What is asked: Write out everything from the start of the records down to the line containing "[676,247,825,286]", both ends included, and nothing beyond it. Keep the requests unchanged, but multiply each bounding-box coordinate in the answers by 0.85 and round it to a whole number, with halves rounded up.

Records for this exercise:
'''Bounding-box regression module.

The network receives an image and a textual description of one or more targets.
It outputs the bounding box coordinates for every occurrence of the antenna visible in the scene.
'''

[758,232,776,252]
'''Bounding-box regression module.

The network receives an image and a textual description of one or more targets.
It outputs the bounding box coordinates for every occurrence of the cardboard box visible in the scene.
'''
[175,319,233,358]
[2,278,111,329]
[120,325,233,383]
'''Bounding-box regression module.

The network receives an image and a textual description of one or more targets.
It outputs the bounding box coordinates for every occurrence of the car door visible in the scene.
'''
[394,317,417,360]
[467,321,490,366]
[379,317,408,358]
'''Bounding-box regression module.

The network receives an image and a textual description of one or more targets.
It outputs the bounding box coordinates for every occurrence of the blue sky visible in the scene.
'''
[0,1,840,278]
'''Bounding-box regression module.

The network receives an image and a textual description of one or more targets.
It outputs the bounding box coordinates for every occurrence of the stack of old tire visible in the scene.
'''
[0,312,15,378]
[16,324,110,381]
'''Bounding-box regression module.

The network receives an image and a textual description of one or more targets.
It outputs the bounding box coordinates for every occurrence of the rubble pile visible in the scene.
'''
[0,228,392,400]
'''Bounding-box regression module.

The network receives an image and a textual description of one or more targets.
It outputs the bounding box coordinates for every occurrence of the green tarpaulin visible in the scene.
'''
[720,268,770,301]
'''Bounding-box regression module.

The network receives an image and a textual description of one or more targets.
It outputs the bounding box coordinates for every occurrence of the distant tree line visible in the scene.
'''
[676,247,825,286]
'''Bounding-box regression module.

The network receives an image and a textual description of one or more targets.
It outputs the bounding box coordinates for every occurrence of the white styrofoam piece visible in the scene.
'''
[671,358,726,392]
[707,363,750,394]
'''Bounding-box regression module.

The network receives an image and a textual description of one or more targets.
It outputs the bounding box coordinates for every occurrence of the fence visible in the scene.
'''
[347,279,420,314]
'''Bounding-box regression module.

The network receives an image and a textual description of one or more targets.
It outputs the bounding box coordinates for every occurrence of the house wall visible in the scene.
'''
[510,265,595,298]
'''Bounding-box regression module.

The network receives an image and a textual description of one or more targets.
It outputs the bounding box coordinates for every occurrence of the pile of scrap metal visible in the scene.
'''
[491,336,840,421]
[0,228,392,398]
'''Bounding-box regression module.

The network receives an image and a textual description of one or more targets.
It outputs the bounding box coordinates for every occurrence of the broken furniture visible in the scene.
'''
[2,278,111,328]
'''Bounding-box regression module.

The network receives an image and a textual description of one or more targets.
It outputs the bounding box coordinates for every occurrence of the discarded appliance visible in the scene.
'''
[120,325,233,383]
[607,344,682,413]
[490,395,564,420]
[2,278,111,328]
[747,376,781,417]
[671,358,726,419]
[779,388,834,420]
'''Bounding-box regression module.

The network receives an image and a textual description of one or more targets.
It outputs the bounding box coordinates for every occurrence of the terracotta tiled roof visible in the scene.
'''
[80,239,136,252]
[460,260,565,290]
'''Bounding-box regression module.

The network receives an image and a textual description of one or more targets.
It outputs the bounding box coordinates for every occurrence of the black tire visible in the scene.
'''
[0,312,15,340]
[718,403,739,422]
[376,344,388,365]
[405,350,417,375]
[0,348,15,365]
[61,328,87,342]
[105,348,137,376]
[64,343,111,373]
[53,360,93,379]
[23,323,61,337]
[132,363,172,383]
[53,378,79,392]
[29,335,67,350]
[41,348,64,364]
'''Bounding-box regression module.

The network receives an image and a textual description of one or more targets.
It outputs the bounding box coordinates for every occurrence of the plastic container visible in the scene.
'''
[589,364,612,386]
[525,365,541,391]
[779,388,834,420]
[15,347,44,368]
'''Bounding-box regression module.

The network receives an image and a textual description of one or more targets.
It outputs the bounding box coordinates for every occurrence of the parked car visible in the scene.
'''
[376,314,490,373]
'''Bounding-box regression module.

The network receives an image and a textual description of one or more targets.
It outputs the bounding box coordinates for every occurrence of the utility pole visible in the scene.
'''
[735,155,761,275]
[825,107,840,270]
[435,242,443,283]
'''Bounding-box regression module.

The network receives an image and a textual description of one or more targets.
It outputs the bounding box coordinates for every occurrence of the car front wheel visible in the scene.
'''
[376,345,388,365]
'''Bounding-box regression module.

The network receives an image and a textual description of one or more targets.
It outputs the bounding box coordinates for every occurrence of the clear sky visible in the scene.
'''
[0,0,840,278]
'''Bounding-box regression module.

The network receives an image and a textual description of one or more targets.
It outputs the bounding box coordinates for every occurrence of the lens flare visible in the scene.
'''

Expected output:
'''Bounding-box regression module.

The network receives an image and a textual description of one or more targets.
It outputs the bounding box coordinates for every occurrence of the antenna visible in the scene.
'''

[644,197,660,214]
'''Bounding-box regression module.

The network receives an image and a textual description of one or more targets.
It outputs the bounding box coordinates for every occurrence of the cardboard box visible in the scene.
'''
[149,271,198,304]
[2,236,94,280]
[102,276,198,326]
'''Bounding-box regression module.

The network receives an image and a textual description of one or more targets.
It outputs the bounding box coordinates for every occurrence of the car door visible in the scene.
'''
[335,269,354,306]
[397,273,417,311]
[322,269,347,304]
'''Bounding-box regression module.

The network receives an image and a textual description of one or more targets.
It outputs the bounding box coordinates for every occurrence of the blue sky visible in the scene.
'''
[0,1,714,236]
'''Bounding-box regression module.

The network receives an image and a textual description of one or more targets.
It outputs the bounding box coordinates for every occurrence of the stack of old tire visible in the scene.
'''
[0,265,13,321]
[14,275,94,324]
'''Bounding-box regression module.

The network receives an image and a textual description of one or more targets.
It outputs the bounding box coordinates for every occurrence of the rubble pile visible in the scene.
'''
[0,194,333,340]
'''Bounding-box regression module.

The network receives an image and a textual description of one or more targets.
It outputs the bounding box coordinates for every occurrence of the green tarpaulin visible in the scene.
'''
[612,228,655,256]
'''Bounding-box regression module.

The network receives an image and a textual description of one or more targets.
It outputs the bounding box coordinates for every occurrence of the distant tree line visible in the scene.
'''
[575,210,701,243]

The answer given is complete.